*Задание 1*:
Ответьте по стенограмме обсуждения:
(a) Какой цикл своих работ упоминает Щедровицкий, говоря, что любая теория выражает личность автора?
(b) Сколько детей, по словам Щедровицкого, было в семье Фрейда?
(c) Что Галушкин просит сделать с помощью схемы?
*Задание 2*:
Подхватите стенограмму обсуждения и продолжите её после последнего приведённого предложения.

*Исходный документ*:

Щедровицкий П.Г. Хороший вопрос, но это требует еще одного уровня рефлексии. Я этот вопрос принимаю, и я даже на него отвечу, но не сейчас. Вот у меня есть определенные гипотезы касательно того, как и где вообще существует подобная вопросительность, то есть где ее место, а значит и – в силу этого, – какой набор ответов, ну или какой набор форм выражения этой вопросительности вообще может существовать. Но напрямую вот так вот перечень вопросов я сейчас давать не буду.

Всё, вопросов нет? ОК. Значит… Да?

Галушкин С. Вы бы не могли немножко все-таки проинтерпретировать с помощью той схемы содержание этого текста? Вот как такое прочтение социального мира, которое Вы предложили, связано с Вашей биографической ситуацией и, соответственно, с принципом ***. Какую-то интерпретацию с помощью той схематизации.

Щедровицкий П.Г. Ну, давай, поразвей просто свой вопрос: а какая интерпретация тебя бы устроила в данный момент?

Галушкин С. Нет, у меня не так. Понимаете, у меня вопрос…

Щедровицкий П.Г. Ну, смотри. Я же ведь могу тебе ответить очень формально. Я могу сказать так.

Первое. В этой онтологической картине, которую я строю, моя биографическая ситуация точно должна найти отражение, ну или выражение. То есть вопросы, которые у меня существуют по отношению к моему собственному действию, должны найти какую-то форму обобщенного выражения в этой онтологической картине. Ну, опять же, если так ссылаться на какие-то мои размышления по этому поводу, то в цикле работ о Выготском я всегда говорил о том, и писал, что любая теория и онтология в определенном смысле выражает личность данного автора. Так же как любая система управления отражает специфику первого лица, которое строит эту систему управления, и собственно для которого она и создается в своей функциональной структуре. Точно так же любая теория и онтология в определенной степени – больше или меньше – выражает совокупность личностных смыслов и вопросов, стоящих перед тем, кто создает эту теорию. Иногда это бывает в такой форме, как у Фрейда, который был вынужден жить со всей своей большой еврейской семьей, тринадцатью детьми, в одной квартире, и поэтому то, что он писал касательно бессознательного, вполне объяснимо. А иногда это происходит в более сложных, опосредованных формах – достаточно рефлексивных, в которых такая связь требует дополнительной реконструкции и всегда имеет очень сложный маршрут. Ну и в этом плане я, честно говоря, считаю, что такой ответ задает способ возможного понимания и трактовки отношений между нижней плоскостью и – ну, с вашей стороны – правой, на которой лежит соответствующий смысловой материал или соответствующие конструктивы, которые я использую для выстраивания онтологического здания.

Теперь, что касается отношения между левой и правой частью, то я их вчера вроде бы в достаточно артикулированной форме сформулировал. Я рассказывал ребятам; не помню, рассказывал ли я вчера вам, но, если даже рассказывал, расскажу чуть подробнее.

Сохранённые записи
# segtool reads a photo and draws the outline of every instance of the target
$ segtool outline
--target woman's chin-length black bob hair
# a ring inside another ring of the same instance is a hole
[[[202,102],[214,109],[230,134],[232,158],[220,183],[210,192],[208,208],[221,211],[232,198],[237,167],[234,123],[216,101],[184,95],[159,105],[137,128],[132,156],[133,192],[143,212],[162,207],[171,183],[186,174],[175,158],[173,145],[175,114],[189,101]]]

*Ожидаемый ответ 1*:
(a) Цикл работ о Выготском.
(b) Тринадцать.
(c) Проинтерпретировать содержание этого текста.

*Ожидаемый ответ 2*:
Мой товарищ Сережа Чернышев рассказал мне два дня тому назад хорошую байку, что когда он, будучи молодым студентом, решил заняться общими вопросами системного анализа, системной методологии, то его один из его приятелей пригласил на семинар Никанорова. Молодой Сергей Борисович (ну, он, когда был молодой, мало чем отличался от того, какой он сейчас) пришел к Никанорову и сразу стал давать ему советы, как развивать системную методологию. Соответственно, Никаноров выслушал его очень вежливо, сказал, что он очень рад, что такой молодой активный студент к нему пришел, но, прежде чем он допустит его до занятий в семинаре, он просит его выполнить одно упражнение. Оно является стандартным тестом для желающих войти в его семинар. Он должен нарисовать функциональную схему спички. После этого Никаноров помолчал и сказал: «Но я заранее хочу вас предупредить, молодой человек, что обычно те, кому удается решить эту задачу, тратят на это около полугода. Ну а засим дерзайте – и буду рад вас снова видеть с решением этой задачи».

Вы уже мысленно нарисовали функциональную схему спички?

Ну, вообще-то, по большому счету было бы правильно так и поступить, потому что рисовать функциональную схему онтологии, не умея нарисовать функциональную схему спички, – думаю, что надо начинать с малого. Это моя дидактическая проблема, потому что я в свое время таких упражнений на вхождение в достаточном объеме вам не давал.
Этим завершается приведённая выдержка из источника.